Point localization data
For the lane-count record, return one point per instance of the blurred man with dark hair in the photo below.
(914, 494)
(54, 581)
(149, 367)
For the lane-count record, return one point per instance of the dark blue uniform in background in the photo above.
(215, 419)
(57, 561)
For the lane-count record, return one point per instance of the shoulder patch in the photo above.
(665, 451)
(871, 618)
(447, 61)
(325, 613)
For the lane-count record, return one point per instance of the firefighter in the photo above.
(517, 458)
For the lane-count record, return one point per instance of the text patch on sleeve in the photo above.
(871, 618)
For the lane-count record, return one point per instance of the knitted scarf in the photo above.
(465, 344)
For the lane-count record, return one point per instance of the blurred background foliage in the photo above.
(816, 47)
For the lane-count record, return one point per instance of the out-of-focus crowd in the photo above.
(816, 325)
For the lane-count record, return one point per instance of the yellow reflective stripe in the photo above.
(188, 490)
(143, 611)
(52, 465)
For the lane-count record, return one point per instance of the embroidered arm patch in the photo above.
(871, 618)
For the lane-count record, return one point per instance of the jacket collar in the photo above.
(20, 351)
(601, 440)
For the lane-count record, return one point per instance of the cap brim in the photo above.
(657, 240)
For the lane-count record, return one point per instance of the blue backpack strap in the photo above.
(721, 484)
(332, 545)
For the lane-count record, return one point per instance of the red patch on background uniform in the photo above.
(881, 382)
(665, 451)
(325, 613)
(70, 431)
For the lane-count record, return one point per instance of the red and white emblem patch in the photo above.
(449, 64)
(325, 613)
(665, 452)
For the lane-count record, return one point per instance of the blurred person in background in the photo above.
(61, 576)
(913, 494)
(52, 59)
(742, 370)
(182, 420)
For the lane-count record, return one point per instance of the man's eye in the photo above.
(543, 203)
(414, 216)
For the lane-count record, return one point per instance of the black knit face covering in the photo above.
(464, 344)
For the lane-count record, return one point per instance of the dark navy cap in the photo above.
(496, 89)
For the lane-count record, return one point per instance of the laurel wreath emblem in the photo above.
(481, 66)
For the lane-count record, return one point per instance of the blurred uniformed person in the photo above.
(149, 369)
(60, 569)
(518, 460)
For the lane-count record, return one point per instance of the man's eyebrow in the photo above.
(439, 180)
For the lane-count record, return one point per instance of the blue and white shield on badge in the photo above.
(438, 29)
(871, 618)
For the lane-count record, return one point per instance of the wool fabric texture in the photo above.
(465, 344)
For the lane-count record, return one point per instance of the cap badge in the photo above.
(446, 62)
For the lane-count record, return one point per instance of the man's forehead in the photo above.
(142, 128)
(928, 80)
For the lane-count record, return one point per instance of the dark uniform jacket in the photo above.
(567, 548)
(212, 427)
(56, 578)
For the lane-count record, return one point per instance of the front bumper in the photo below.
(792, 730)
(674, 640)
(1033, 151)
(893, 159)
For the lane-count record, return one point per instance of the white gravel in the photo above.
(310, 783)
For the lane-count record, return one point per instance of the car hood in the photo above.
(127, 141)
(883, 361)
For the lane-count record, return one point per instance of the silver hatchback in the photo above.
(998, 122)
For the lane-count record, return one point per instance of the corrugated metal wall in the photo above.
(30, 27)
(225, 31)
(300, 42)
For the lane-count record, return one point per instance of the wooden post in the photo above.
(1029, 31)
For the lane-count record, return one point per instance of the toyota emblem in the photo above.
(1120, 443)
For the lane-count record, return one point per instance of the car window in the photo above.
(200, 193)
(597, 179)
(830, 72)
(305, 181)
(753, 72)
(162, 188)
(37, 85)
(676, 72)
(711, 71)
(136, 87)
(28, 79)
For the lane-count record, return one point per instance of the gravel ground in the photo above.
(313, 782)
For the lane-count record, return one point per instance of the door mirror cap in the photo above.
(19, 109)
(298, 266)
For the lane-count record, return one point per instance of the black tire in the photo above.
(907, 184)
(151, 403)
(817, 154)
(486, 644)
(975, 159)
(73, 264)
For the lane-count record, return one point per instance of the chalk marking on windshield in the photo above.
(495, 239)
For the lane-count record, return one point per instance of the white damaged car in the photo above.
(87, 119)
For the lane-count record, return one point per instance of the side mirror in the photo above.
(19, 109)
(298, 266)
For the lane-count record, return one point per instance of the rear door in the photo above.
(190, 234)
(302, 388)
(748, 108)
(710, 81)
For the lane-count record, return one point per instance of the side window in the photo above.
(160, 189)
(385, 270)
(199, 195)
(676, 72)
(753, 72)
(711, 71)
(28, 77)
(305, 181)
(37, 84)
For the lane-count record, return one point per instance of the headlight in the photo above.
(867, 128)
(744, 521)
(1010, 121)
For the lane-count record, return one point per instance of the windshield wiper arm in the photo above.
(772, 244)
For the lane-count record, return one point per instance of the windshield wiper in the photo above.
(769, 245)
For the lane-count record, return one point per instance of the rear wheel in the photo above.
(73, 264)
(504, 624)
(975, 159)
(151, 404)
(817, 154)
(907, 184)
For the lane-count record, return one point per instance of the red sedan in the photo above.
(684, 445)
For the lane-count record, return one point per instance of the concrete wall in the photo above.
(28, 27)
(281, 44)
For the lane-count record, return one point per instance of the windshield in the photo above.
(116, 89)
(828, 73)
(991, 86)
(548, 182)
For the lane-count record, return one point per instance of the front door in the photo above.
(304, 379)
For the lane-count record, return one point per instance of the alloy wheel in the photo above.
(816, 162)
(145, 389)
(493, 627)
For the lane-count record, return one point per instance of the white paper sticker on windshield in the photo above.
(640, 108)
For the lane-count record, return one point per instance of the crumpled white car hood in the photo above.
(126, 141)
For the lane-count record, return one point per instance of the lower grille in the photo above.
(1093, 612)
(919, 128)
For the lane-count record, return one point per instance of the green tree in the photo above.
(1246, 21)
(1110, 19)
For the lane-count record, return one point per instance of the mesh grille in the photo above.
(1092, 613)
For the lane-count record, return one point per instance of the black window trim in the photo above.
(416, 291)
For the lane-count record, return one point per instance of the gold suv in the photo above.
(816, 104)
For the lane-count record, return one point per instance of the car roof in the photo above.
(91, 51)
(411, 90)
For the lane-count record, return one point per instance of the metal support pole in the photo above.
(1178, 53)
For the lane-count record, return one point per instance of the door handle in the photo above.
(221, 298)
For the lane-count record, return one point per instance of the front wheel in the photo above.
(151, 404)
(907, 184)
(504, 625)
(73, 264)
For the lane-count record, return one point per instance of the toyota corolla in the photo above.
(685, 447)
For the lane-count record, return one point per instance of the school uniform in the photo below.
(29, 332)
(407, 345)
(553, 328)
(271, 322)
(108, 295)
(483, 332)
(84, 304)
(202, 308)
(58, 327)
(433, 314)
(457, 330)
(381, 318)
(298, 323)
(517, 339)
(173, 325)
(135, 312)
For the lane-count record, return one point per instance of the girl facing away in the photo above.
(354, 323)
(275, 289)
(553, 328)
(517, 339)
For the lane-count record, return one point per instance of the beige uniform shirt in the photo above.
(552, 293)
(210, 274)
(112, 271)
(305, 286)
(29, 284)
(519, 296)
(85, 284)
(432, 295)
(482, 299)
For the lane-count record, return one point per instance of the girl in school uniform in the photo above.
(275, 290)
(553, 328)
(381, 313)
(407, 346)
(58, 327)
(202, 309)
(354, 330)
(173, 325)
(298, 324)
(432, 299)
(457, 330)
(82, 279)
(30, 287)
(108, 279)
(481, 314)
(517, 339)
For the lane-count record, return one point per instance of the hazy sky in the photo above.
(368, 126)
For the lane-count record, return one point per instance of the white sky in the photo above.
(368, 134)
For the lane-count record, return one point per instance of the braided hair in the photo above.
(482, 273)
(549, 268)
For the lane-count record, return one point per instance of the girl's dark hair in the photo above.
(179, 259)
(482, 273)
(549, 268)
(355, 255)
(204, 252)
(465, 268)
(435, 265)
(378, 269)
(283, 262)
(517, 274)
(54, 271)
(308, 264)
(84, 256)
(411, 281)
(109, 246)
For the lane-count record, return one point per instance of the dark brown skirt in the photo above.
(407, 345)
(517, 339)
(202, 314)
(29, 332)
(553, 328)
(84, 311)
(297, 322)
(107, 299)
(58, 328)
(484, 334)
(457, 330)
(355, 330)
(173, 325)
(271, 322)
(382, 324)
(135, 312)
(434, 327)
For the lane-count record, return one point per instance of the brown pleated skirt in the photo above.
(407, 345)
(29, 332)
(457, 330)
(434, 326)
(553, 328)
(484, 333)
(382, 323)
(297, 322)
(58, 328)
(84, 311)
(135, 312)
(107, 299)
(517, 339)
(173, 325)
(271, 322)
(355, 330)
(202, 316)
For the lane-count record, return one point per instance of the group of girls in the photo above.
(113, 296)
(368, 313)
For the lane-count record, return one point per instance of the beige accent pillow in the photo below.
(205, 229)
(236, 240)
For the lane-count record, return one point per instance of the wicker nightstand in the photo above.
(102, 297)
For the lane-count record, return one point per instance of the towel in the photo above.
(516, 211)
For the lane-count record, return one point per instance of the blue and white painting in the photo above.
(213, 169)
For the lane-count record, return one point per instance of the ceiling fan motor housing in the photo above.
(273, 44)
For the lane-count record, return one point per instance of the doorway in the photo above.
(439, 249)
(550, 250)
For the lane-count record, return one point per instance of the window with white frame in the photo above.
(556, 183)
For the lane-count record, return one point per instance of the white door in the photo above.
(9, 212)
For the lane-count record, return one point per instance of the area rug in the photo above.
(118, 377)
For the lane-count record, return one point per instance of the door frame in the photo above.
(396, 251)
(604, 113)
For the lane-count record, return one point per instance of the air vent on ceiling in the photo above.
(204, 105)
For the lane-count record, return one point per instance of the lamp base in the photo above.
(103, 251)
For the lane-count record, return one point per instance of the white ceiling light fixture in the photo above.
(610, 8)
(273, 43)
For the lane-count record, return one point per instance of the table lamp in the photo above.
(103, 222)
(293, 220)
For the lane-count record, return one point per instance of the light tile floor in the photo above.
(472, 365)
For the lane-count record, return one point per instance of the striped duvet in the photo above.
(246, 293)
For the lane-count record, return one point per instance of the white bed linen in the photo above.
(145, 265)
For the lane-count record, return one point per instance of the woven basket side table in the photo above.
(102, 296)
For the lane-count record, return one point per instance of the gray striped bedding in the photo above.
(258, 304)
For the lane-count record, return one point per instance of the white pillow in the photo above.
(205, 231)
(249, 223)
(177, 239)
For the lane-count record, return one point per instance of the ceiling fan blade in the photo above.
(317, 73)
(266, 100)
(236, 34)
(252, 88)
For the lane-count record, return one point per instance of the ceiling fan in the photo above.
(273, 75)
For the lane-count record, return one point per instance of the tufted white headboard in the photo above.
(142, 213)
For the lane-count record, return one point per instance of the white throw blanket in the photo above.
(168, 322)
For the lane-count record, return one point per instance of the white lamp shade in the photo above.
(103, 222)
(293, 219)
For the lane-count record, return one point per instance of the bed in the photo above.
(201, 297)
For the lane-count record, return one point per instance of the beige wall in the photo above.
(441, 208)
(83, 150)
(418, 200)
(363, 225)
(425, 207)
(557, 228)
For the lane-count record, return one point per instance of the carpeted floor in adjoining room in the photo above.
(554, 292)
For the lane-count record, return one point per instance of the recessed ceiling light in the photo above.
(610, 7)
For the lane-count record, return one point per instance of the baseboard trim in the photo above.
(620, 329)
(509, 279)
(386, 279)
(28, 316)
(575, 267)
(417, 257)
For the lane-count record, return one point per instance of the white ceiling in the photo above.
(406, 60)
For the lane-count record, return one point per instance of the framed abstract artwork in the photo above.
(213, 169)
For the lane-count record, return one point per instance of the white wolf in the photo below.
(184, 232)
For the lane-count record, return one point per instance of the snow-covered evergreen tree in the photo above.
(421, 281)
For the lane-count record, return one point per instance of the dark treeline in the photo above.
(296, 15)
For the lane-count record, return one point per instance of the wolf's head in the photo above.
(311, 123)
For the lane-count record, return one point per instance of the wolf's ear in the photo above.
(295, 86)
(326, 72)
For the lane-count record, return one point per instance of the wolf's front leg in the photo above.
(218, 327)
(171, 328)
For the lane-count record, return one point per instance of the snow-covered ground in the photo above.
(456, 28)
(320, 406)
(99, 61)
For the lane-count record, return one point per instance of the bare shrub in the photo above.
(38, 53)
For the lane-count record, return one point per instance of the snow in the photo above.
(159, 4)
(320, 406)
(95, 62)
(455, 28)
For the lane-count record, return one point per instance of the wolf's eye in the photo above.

Task prompt: With the line containing "leg in the photo above." as the first and the last line of the data as the final one, copy every line between them exactly, those two included.

Answer for the task:
For the lane-count record, return one point per instance of the wolf's front leg in the photo above.
(218, 327)
(171, 328)
For the lane-count record, return one point per instance of the snow-covered ground in the photo above.
(456, 28)
(320, 406)
(99, 61)
For the lane-count record, return one point per instance of the bare shrub in the photo above.
(38, 53)
For the lane-count record, return one point per instance of the snow in the photo above.
(159, 4)
(320, 406)
(95, 62)
(455, 28)
For the lane-count record, return one point per instance of the wolf's eye in the photo above.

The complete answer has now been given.